_Short exercise_
Arrange each line of the material below as a Markdown table with the columns "Row" and "Line," numbering the rows in order and omitting blank lines. Leave the pictures out of the table.

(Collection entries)

━━━━

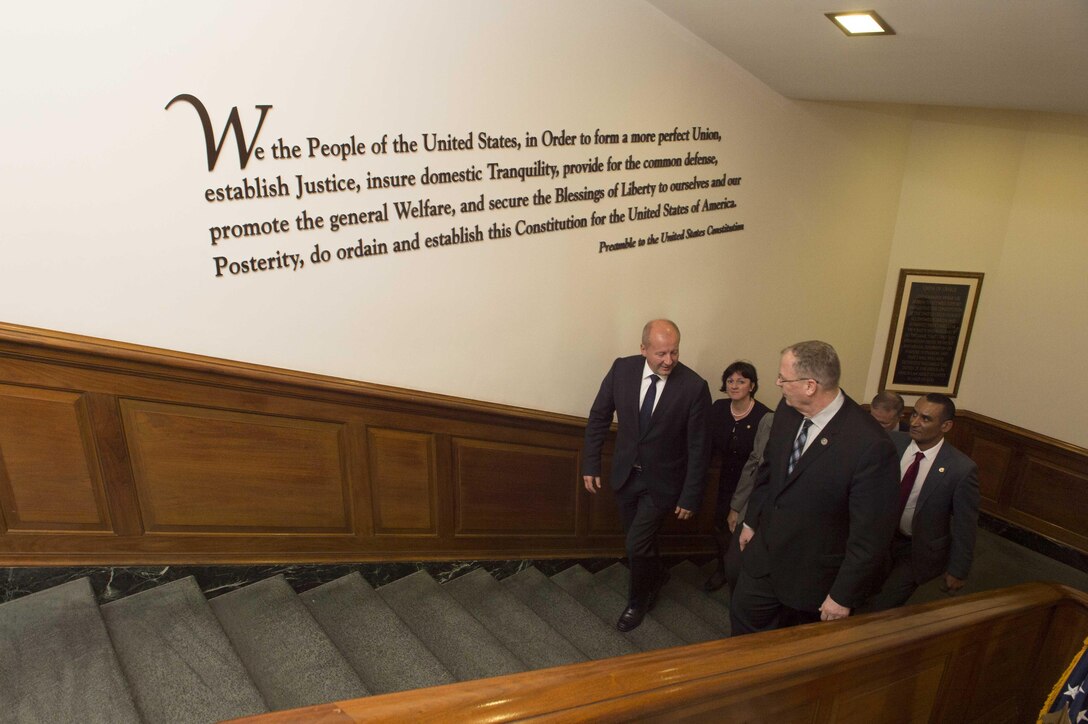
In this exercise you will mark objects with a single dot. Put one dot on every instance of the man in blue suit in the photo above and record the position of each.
(939, 504)
(660, 454)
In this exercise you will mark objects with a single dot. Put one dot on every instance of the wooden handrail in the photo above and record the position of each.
(156, 361)
(944, 661)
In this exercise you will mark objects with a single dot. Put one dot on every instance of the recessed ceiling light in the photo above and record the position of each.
(861, 22)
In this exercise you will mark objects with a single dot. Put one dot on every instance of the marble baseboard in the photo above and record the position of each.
(113, 583)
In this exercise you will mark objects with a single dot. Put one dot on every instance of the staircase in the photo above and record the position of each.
(170, 654)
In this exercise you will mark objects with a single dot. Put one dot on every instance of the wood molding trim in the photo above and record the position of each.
(1030, 480)
(989, 655)
(119, 454)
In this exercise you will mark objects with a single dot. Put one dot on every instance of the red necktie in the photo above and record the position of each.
(907, 485)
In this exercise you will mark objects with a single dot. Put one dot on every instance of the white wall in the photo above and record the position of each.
(107, 229)
(1004, 194)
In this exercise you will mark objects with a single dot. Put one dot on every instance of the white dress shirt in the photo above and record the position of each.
(906, 520)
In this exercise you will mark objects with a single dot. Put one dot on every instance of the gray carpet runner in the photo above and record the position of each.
(58, 662)
(177, 660)
(168, 654)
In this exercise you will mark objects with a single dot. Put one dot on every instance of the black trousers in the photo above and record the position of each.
(755, 608)
(899, 583)
(642, 520)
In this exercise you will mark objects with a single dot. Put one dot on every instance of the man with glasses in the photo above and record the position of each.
(662, 451)
(824, 505)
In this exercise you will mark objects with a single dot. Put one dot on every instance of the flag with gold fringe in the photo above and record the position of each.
(1068, 702)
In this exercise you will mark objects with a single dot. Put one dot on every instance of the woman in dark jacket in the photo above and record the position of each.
(733, 421)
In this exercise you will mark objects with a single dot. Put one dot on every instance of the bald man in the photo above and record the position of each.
(660, 455)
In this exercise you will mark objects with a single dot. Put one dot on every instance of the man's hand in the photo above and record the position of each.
(952, 584)
(746, 535)
(731, 519)
(831, 611)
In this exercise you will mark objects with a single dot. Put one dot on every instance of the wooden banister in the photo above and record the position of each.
(960, 660)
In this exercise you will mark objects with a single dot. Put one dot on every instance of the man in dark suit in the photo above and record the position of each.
(660, 454)
(939, 503)
(823, 510)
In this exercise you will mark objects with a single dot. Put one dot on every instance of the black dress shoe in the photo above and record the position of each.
(630, 618)
(716, 580)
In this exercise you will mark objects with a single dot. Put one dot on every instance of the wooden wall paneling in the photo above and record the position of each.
(447, 495)
(404, 481)
(1043, 492)
(51, 476)
(909, 694)
(1002, 677)
(602, 514)
(506, 490)
(357, 462)
(992, 459)
(199, 470)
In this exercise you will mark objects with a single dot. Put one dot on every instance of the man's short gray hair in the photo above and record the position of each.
(817, 360)
(650, 326)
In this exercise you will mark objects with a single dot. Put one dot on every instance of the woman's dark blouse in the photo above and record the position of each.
(732, 444)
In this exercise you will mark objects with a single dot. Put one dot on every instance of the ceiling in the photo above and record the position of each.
(1029, 54)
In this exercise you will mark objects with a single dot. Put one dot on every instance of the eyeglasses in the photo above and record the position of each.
(800, 379)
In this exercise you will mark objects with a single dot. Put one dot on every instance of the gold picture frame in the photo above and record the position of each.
(930, 329)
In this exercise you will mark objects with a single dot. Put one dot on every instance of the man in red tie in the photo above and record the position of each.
(938, 507)
(823, 507)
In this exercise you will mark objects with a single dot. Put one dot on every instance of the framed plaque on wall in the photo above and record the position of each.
(930, 328)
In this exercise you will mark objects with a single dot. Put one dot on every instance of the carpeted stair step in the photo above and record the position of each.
(58, 663)
(668, 612)
(452, 634)
(606, 604)
(511, 622)
(694, 575)
(176, 658)
(560, 610)
(284, 650)
(375, 641)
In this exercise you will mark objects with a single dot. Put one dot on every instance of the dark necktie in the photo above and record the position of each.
(647, 404)
(799, 445)
(907, 485)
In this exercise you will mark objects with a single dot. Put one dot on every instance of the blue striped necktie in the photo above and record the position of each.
(799, 445)
(647, 404)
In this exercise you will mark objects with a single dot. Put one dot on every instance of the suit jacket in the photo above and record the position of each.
(744, 486)
(824, 529)
(674, 451)
(947, 514)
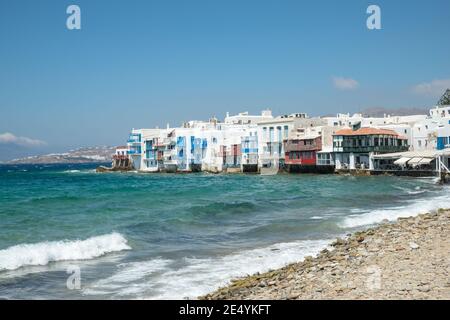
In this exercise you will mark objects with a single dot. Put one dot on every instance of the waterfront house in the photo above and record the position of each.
(353, 147)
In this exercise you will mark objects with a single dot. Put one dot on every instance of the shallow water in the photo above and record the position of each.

━━━━

_Result of this exercise_
| Row | Line |
|---|---|
| 1 | In this exercise you will mark objects with a single dot. Put one dot on every instance of the man in blue suit in the photo above and record the position of each. |
| 2 | (939, 504) |
| 3 | (660, 454) |
| 4 | In this exercise you will mark objects with a single dot. Put one dot on every instance of the wooden handrail in the photo above and record the position of each. |
| 5 | (156, 361) |
| 6 | (944, 661) |
| 7 | In this exercise you will mark objects with a single dot. Put one dot on every instance of the recessed ceiling light in the photo above and record the position of each. |
| 8 | (861, 22) |
| 9 | In this exercise you will mark objects with a single dot. Put one dot on every instance of the marble baseboard in the photo above and record the position of each. |
| 10 | (113, 583) |
| 11 | In this exercise you will mark objects with a single dot. Put one dot on every instance of the staircase in the photo above and record the position of each. |
| 12 | (170, 654) |
| 13 | In this exercise you will mark objects with a single dot. Put one dot on every instance of the wood molding trim in the photo above and record the position of each. |
| 14 | (1030, 480) |
| 15 | (989, 655) |
| 16 | (119, 454) |
| 17 | In this exercise you will mark objects with a single dot. Put one dot on every instance of the red necktie in the photo above and record the position of each. |
| 18 | (907, 485) |
| 19 | In this exercise you will mark objects with a single dot. Put one dot on every instance of the white wall in the photo above and record the position of each. |
| 20 | (107, 229) |
| 21 | (1004, 194) |
| 22 | In this exercise you will mark objects with a single dot. Put one dot on every instance of the white dress shirt in the photo above and record the position of each. |
| 23 | (906, 520) |
| 24 | In this exercise you will mark objects with a single dot. Put one dot on every instance of the gray carpet runner in the photo above and record the position of each. |
| 25 | (58, 662) |
| 26 | (177, 660) |
| 27 | (168, 654) |
| 28 | In this exercise you will mark objects with a single dot. Put one dot on every instance of the black trousers in the photo above and record the position of each. |
| 29 | (755, 608) |
| 30 | (899, 583) |
| 31 | (642, 520) |
| 32 | In this exercise you will mark objects with a single dot. Put one dot on every instance of the man with glasses in the photo above and record the position of each. |
| 33 | (662, 451) |
| 34 | (824, 505) |
| 35 | In this exercise you will mark objects with a single dot. Put one dot on every instance of the flag with gold fringe in the photo above and record the position of each. |
| 36 | (1068, 702) |
| 37 | In this exercise you will mark objects with a single dot. Put one dot on every instance of the woman in dark jacket in the photo above and record the position of each. |
| 38 | (733, 421) |
| 39 | In this exercise you will mark objects with a single dot. Put one dot on every instance of the bald man in the photo above and record the position of each. |
| 40 | (660, 455) |
| 41 | In this exercise you will mark objects with a single dot. Put one dot on every instance of the man's hand in the photo above and record the position of each. |
| 42 | (952, 584) |
| 43 | (746, 535) |
| 44 | (731, 519) |
| 45 | (831, 611) |
| 46 | In this exercise you will mark objects with a single dot. Put one dot on every instance of the wooden banister in the photo above and record the position of each. |
| 47 | (960, 660) |
| 48 | In this exercise you will mark objects with a single dot. Put one dot on every instance of the man in dark suit in the photo above and record the position of each. |
| 49 | (660, 454) |
| 50 | (939, 503) |
| 51 | (823, 510) |
| 52 | In this exercise you will mark objects with a single dot. Put one dot on every instance of the black dress shoe in the photo above and record the position of each. |
| 53 | (630, 618) |
| 54 | (716, 580) |
| 55 | In this exercise you will mark objects with a single dot. Put one dot on every instance of the wooden wall paneling in the photo above and record the position of each. |
| 56 | (447, 495) |
| 57 | (404, 481) |
| 58 | (1043, 492) |
| 59 | (51, 476) |
| 60 | (909, 694) |
| 61 | (1002, 677) |
| 62 | (602, 514) |
| 63 | (506, 490) |
| 64 | (357, 462) |
| 65 | (992, 459) |
| 66 | (199, 470) |
| 67 | In this exercise you will mark objects with a single dot. Put one dot on every instance of the man's short gray hair in the photo above and record the position of each. |
| 68 | (817, 360) |
| 69 | (650, 326) |
| 70 | In this exercise you will mark objects with a single dot. Put one dot on every instance of the woman's dark blouse in the photo above and record the position of each. |
| 71 | (732, 444) |
| 72 | In this exercise you will mark objects with a single dot. Put one dot on every instance of the ceiling in the photo above and record the position of each. |
| 73 | (1029, 54) |
| 74 | In this exercise you will mark objects with a single dot. Put one dot on every instance of the eyeglasses in the photo above and record the position of each. |
| 75 | (800, 379) |
| 76 | In this exercise you will mark objects with a single dot. Put one dot on every instance of the gold picture frame in the photo above and record the position of each. |
| 77 | (930, 329) |
| 78 | In this exercise you will mark objects with a single dot. Put one dot on every instance of the man in red tie in the photo above and record the position of each. |
| 79 | (938, 507) |
| 80 | (823, 507) |
| 81 | In this exercise you will mark objects with a single dot. Put one dot on every instance of the framed plaque on wall in the photo above and record the position of each. |
| 82 | (930, 328) |
| 83 | In this exercise you will mark objects with a single dot. Put one dot on every instance of the carpeted stair step in the photo above and record the position of each. |
| 84 | (58, 663) |
| 85 | (668, 612) |
| 86 | (452, 634) |
| 87 | (606, 604) |
| 88 | (511, 622) |
| 89 | (694, 575) |
| 90 | (176, 658) |
| 91 | (560, 610) |
| 92 | (284, 650) |
| 93 | (375, 641) |
| 94 | In this exercise you will mark objects with a single dot. Put one dot on every instance of the dark necktie in the photo above and record the position of each. |
| 95 | (647, 404) |
| 96 | (799, 445) |
| 97 | (907, 485) |
| 98 | In this exercise you will mark objects with a single dot. Put one dot on every instance of the blue striped necktie in the photo above and record the position of each. |
| 99 | (799, 445) |
| 100 | (647, 404) |
| 101 | In this exercise you will mark objects with a single dot. Put one dot on every instance of the suit jacket in the photo above and record the position of each. |
| 102 | (744, 486) |
| 103 | (824, 529) |
| 104 | (674, 451) |
| 105 | (947, 514) |
| 106 | In this exercise you will mark objects with a single dot. Put one dot on every instance of the waterfront house in the photo above and record the position of each. |
| 107 | (353, 147) |
| 108 | In this exercise you will mark objects with a single dot. Put one dot on every instance of the shallow water in the photo above and record the position of each. |